= TEXT =
# CJ Brown Advice



## Viper684 (Apr 5, 2009)

CJ is another lake I need to check off my list..Even though its smaller than CC , I still feel a bit overwhelmed because I have never fished CJ before and only have a basic idea..I heard some places around the marina can be good for crappie and cats....I also heard this lake holds some Perch , which is another fish I have yet to catch.......


----------



## Madfisher (Sep 24, 2007)

1st of all,will you be fishing from a boat or the bank? This time of year bank fishing is really not that good at CJ. My family and I went last night(6 poles) and only caught 2 crappies and two SMALL cats. Now if you wait until the middle of September you should have better luck. You may do good after dark fishing from the bank. Anyway its a nice lake and good luck to you.....Dan


----------



## Viper684 (Apr 5, 2009)

yea i will be bank fishing...what bait were you using?..I wouldnt mind adding some more crappies or cats to my list.


----------



## Madfisher (Sep 24, 2007)

We were using minnows and worms. Both on bottom. Fishing by the Marina on the lake side. Good luck.....Dan


----------



## downtime8763 (Jun 22, 2008)

try uing a slip sinker with a 2-3ft leader,2/0 circle hook with a shad/shiner hoked in the tail. Leave your drag loose or bail open with a can around the line.Try this at night or very early in the am.This works at about any lake/res around It's works great in Tenn.for flatheads & stripers if it's to windy to troll or drift.


----------



## Viper684 (Apr 5, 2009)

does anyone know if CJ bait and tackle carries minnows?...and where are they located in terms of the lake


----------



## NorthSouthOhioFisherman (May 7, 2007)

[Stored records]
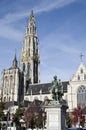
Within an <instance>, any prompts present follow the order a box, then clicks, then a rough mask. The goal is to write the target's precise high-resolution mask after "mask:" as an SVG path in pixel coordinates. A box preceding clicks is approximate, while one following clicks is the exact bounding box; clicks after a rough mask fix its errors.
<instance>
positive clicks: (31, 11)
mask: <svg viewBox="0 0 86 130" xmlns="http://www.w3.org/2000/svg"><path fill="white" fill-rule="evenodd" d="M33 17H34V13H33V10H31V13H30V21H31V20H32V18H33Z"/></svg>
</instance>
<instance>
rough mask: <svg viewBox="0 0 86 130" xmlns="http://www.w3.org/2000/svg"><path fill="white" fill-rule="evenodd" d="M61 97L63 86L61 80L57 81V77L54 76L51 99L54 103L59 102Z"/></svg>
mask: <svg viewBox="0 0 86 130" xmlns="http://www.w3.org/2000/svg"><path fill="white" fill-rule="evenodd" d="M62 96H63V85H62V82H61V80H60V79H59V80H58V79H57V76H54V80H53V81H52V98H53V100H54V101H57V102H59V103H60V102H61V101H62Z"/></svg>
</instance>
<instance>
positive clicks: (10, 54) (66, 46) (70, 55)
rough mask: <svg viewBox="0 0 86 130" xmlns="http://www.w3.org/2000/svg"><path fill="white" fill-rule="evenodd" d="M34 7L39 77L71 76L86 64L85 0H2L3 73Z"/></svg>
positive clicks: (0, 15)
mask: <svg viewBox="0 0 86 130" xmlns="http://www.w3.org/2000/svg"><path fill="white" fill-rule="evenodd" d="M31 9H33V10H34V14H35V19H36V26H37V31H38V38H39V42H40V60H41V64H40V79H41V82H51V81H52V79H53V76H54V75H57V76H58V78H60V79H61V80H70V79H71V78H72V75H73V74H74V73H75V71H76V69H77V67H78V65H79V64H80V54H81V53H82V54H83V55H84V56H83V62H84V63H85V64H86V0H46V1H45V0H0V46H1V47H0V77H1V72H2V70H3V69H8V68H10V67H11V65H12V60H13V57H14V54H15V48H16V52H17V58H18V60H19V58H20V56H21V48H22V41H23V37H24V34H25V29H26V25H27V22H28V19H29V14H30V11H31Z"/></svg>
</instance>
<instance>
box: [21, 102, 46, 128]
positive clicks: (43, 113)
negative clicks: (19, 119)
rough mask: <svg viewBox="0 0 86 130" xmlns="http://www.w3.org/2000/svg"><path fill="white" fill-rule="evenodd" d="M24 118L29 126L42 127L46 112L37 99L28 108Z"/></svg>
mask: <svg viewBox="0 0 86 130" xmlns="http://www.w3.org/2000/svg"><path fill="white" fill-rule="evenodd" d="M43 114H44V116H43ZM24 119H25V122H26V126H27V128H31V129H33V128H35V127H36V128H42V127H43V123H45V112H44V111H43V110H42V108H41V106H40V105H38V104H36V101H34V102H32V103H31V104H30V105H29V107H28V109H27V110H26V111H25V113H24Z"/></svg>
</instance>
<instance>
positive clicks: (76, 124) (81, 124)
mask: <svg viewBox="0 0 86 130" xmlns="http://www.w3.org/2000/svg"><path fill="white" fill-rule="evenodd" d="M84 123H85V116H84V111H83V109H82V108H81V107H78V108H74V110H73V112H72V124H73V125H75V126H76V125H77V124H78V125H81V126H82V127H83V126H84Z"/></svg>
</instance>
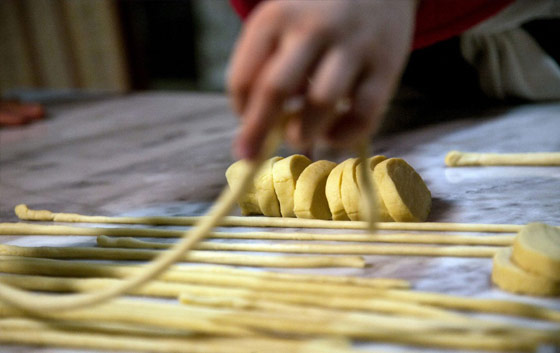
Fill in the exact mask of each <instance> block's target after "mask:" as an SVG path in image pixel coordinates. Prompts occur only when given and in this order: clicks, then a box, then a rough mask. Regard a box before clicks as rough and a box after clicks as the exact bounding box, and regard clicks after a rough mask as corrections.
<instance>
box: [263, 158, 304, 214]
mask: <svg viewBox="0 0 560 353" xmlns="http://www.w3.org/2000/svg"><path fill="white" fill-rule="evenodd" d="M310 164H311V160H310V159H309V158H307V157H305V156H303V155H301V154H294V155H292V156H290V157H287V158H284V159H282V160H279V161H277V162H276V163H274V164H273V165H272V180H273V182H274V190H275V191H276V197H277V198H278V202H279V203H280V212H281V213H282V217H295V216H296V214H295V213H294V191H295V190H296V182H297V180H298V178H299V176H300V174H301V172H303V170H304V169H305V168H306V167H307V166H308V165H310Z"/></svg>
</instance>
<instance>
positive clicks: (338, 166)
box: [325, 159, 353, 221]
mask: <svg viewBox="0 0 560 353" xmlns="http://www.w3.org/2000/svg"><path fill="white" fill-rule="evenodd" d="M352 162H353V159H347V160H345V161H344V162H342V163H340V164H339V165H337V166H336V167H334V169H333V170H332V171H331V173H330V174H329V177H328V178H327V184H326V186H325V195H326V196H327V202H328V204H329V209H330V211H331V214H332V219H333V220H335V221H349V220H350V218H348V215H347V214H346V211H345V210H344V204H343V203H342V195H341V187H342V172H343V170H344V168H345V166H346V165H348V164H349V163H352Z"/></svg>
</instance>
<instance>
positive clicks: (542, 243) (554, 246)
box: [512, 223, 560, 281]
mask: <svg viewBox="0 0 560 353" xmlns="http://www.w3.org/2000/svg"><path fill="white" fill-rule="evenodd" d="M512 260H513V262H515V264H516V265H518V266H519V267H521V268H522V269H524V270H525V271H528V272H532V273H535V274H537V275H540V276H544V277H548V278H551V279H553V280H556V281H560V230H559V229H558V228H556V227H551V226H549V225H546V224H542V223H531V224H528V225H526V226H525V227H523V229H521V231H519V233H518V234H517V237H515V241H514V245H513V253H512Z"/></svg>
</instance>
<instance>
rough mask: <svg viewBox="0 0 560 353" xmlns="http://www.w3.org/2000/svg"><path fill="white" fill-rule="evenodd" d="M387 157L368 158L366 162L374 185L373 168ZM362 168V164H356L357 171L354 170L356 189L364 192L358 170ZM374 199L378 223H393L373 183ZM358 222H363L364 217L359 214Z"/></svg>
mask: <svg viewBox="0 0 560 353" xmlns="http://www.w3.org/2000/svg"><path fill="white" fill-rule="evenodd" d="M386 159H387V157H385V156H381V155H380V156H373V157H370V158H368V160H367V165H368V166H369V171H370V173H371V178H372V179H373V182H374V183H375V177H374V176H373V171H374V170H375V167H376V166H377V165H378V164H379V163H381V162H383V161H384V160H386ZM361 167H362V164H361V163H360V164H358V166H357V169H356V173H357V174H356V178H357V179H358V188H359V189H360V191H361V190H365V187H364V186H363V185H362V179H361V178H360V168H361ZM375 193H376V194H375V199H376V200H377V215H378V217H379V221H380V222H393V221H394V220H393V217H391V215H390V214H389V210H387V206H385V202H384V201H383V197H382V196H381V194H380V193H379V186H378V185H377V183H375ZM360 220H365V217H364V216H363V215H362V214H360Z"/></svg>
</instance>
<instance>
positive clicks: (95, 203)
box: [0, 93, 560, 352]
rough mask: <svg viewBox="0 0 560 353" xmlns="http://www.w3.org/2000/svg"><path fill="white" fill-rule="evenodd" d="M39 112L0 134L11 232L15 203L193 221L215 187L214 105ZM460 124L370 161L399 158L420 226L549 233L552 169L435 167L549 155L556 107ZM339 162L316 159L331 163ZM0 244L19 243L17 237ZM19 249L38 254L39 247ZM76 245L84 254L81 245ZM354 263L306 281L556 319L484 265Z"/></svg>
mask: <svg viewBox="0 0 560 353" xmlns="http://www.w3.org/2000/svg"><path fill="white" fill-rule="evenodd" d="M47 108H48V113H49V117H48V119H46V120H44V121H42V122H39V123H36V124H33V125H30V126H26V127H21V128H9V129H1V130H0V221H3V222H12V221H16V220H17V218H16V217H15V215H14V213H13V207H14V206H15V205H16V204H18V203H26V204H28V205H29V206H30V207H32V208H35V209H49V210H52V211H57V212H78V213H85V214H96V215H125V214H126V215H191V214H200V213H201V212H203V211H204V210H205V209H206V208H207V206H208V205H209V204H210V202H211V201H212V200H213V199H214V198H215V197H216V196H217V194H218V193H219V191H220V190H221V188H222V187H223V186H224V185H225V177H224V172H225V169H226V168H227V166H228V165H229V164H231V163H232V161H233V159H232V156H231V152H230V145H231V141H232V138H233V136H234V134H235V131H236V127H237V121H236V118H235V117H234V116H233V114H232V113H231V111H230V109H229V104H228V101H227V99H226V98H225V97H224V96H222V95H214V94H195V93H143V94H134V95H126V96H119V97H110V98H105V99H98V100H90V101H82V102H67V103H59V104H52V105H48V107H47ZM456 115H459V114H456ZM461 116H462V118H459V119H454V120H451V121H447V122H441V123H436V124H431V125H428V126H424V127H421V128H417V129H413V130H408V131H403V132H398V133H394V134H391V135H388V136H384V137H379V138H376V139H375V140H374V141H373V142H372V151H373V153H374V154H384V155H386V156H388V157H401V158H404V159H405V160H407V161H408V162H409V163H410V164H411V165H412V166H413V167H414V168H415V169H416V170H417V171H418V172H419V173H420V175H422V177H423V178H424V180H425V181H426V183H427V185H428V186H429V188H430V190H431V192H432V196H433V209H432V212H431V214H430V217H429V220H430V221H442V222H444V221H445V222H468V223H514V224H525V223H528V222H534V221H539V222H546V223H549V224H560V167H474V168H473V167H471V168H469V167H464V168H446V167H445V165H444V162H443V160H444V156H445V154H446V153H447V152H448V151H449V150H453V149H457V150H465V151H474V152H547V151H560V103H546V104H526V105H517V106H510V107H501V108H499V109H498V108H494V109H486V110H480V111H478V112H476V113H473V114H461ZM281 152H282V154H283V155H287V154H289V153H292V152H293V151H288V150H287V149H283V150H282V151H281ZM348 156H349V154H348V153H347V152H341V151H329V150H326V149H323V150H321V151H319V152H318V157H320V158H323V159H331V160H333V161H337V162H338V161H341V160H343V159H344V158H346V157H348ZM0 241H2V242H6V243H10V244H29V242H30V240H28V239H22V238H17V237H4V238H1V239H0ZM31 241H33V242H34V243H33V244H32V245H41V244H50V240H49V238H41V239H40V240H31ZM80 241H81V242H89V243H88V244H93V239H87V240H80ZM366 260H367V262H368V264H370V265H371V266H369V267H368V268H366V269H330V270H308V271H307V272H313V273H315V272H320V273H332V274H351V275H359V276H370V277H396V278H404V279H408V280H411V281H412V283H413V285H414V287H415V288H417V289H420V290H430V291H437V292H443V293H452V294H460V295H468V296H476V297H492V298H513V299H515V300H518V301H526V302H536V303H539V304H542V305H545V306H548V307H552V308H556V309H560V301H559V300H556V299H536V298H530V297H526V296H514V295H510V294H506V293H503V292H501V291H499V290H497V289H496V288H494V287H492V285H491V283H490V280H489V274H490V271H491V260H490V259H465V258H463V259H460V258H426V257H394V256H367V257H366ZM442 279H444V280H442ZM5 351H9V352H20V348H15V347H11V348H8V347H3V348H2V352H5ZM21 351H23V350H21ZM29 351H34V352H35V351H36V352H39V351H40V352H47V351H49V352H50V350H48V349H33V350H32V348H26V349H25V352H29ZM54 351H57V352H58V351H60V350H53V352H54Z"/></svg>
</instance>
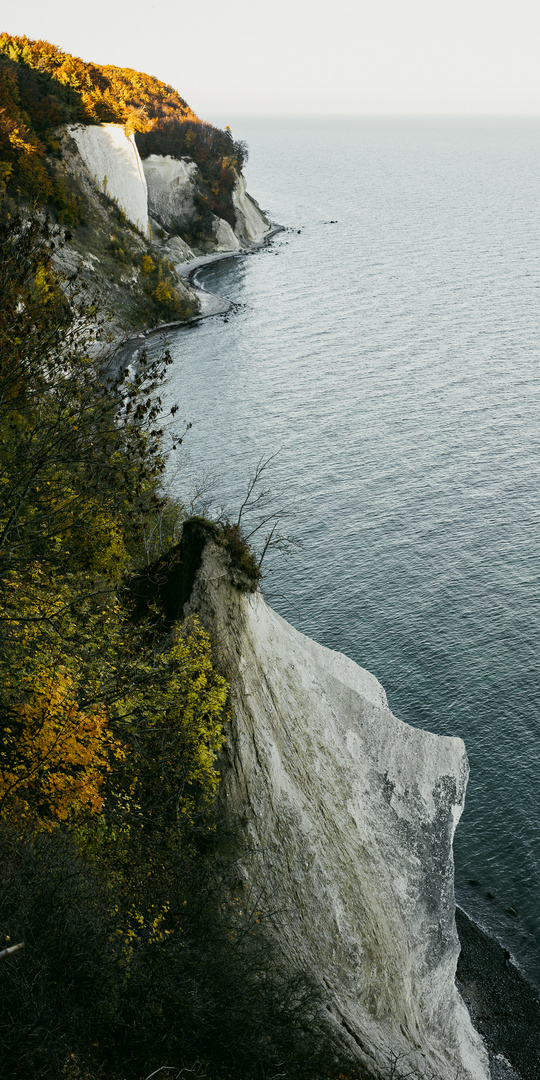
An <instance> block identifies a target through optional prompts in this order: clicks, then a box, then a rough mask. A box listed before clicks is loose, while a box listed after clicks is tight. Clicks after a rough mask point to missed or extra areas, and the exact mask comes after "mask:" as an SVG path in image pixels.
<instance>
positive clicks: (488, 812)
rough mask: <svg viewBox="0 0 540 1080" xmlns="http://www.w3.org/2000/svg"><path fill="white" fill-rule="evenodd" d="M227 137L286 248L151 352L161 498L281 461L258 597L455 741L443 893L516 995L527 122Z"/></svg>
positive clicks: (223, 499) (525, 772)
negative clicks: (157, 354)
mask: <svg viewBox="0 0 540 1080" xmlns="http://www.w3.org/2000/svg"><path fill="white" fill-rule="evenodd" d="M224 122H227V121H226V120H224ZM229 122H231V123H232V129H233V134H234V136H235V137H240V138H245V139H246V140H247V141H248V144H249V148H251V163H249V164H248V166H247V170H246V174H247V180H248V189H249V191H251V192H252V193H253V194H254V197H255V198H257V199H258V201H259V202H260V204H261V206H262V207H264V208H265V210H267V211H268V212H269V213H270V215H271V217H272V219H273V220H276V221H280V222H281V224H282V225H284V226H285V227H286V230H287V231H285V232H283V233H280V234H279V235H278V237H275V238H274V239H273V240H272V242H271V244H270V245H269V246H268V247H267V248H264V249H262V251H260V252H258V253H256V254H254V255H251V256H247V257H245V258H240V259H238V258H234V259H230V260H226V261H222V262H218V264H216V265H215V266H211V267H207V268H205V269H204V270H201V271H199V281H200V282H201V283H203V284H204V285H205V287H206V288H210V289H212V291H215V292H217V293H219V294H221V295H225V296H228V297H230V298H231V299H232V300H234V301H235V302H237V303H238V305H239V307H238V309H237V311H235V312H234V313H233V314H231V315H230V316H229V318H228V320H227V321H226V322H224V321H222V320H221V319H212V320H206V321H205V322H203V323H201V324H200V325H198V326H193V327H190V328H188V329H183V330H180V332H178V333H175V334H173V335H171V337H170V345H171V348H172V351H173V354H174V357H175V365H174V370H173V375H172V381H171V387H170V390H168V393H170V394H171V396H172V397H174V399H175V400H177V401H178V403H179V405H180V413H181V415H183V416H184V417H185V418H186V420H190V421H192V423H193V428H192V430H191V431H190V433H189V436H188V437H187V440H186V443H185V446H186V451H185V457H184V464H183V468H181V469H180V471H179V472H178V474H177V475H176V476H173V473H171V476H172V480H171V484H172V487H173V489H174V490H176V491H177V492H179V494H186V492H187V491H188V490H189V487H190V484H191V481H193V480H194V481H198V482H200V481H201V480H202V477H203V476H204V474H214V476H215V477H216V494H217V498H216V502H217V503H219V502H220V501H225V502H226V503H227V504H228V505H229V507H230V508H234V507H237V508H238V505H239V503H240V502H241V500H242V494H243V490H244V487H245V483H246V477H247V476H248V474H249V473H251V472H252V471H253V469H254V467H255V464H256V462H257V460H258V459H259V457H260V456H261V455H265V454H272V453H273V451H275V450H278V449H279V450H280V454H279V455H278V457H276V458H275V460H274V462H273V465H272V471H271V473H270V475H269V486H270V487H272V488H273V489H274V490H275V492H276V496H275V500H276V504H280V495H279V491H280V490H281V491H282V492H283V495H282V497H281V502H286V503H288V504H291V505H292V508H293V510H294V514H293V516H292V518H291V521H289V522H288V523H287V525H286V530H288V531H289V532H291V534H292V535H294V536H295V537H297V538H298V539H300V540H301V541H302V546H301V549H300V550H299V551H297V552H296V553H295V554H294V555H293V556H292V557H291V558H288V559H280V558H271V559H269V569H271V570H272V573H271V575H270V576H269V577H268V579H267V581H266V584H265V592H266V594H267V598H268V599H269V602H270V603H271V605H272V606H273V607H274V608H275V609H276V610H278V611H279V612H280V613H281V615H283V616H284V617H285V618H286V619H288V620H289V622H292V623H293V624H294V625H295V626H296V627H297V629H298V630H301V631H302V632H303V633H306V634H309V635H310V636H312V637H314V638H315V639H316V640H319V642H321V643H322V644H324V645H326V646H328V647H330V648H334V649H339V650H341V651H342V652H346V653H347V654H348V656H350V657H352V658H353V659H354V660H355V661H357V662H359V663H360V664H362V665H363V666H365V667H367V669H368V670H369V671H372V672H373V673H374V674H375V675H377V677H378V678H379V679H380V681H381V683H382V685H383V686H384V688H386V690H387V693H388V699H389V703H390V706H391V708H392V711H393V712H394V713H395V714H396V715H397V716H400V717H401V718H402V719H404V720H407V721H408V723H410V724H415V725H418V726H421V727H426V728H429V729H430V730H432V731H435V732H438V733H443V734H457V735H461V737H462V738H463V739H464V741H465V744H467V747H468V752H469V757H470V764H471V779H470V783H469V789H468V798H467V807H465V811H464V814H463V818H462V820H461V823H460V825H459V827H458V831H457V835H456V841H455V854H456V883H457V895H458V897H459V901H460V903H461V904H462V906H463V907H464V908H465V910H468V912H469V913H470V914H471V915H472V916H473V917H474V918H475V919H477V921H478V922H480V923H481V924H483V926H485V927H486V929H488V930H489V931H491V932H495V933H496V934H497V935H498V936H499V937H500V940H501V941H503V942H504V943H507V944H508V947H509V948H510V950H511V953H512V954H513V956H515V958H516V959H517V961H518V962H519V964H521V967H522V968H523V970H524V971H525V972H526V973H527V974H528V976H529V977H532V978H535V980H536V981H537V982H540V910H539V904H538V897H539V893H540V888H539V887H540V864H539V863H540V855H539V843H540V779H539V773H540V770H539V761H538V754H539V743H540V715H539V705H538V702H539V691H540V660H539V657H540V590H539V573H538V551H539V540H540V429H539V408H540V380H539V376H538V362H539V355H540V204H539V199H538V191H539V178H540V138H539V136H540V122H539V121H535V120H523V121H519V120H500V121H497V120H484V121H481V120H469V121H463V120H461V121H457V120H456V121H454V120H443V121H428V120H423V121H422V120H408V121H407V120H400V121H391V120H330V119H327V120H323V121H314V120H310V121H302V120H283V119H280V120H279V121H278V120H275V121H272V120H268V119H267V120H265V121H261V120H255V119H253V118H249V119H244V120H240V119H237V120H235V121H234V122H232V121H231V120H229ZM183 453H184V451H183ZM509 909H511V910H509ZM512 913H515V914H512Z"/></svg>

= COMPLETE THE FOLLOWING =
**A.** Answer these questions using the forum thread about fishing at CJ:
(i) What two baits did Madfisher say they were using?
(ii) How many poles did Madfisher's family fish with on their trip?
(iii) What size circle hook does downtime8763 recommend?
**B.** Write out the passage of the forum thread about fishing at CJ from "does anyone know" up to and including "(May 7, 2007)".

= ANSWERS =
**A.**
(i) Minnows and worms, both on the bottom.
(ii) Six poles.
(iii) A 2/0 circle hook.

**B.**
does anyone know if CJ bait and tackle carries minnows?...and where are they located in terms of the lake


----------



## NorthSouthOhioFisherman (May 7, 2007)